Work to be completed -
Below are the records; print them all without any alteration.

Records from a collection
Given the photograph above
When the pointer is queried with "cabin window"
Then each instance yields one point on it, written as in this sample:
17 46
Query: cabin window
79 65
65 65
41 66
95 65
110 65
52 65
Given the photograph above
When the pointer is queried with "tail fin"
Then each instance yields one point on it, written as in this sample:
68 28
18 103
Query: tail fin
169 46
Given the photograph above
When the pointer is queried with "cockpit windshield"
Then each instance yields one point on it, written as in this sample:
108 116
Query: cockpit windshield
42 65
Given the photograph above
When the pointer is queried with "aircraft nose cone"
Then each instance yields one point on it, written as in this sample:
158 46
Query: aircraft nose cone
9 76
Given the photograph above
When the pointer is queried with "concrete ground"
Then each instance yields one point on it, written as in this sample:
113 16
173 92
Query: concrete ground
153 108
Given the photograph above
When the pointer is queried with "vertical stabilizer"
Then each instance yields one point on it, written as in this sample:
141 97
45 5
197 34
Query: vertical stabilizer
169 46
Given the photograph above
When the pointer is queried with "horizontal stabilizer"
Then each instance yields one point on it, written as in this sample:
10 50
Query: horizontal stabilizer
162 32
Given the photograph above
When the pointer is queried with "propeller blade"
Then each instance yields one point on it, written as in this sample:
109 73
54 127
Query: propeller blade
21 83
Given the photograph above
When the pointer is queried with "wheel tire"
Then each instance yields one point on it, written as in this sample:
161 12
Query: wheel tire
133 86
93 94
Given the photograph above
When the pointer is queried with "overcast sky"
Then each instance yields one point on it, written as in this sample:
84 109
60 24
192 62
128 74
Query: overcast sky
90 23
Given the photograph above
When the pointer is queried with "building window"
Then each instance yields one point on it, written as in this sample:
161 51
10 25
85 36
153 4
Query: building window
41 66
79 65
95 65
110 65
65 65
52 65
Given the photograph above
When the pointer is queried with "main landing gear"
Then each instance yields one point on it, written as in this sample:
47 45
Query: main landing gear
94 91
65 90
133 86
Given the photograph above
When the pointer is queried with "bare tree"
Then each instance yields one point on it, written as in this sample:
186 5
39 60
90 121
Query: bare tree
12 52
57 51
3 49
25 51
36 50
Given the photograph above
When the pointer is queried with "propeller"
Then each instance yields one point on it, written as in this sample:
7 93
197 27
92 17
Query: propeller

Answer below -
Given the photograph above
When the pointer is queried with "cabin window"
Then each instance yields one point on it, written as in this sample:
17 46
Query: cabin window
79 65
65 65
41 66
95 65
110 65
52 65
Given the photograph above
When the pointer is queried with "tail fin"
Then each instance yields one point on it, written as in this sample:
68 28
18 103
Query: tail fin
169 46
Given the photograph above
When the pointer is queried with "cockpit windshield"
Then each instance yields one point on it, written as in this sample:
108 116
Query: cockpit windshield
42 65
Given the photograph above
When the pointer is queried with "aircraft nose cone"
Then each instance yields one point on it, written as in this sample:
158 46
Query: aircraft nose cone
9 76
Given the photograph above
When the pointer is queried with "concrete ground"
Then each instance yields one point on it, written as in this sample:
113 16
173 92
Query: concrete ground
153 108
Given the photograph above
When the pointer is queried with "vertical stabilizer"
Then each instance yields one point on it, written as in this sample:
141 97
45 5
197 34
Query: vertical stabilizer
169 46
Given the photograph above
When the pointer is queried with "horizontal stabilizer"
Then each instance yields one point on it, written as in this sample:
10 50
Query: horizontal stabilizer
162 32
Given the photograph above
When the pointer is queried with "propeller blade"
Then each instance yields one point on it, written as in this sample:
109 73
54 127
Query: propeller blade
21 83
Given the photograph above
When the pointer is queried with "wheel tire"
Then each instance yields one point on it, written as in this sample:
161 12
Query: wheel tire
133 86
93 94
Given the photograph above
When the pointer is queried with "overcast sky"
Then each instance yields one point on it, written as in this sample:
84 109
60 24
192 62
128 74
Query: overcast sky
90 23
Given the photograph above
When the pointer is queried with "building window"
Then each instance yields one point on it, written as in this sample:
161 51
10 25
85 36
153 4
Query: building window
41 66
79 65
95 65
110 65
65 65
52 65
Given the photograph above
When the pointer is queried with "main landing gear"
Then each instance yields one point on it, written as in this sample:
47 45
Query: main landing gear
94 91
65 90
133 86
Given the photograph above
When the pointer is queried with "bare tree"
Then each instance yields one point on it, written as in this sample:
186 5
39 60
90 121
Query: bare tree
12 52
57 51
3 49
25 51
36 50
Given the photograph above
When the pointer is queried with "propeller"
Then each instance yields one point on it, written as in this sample:
7 93
197 27
92 17
Query: propeller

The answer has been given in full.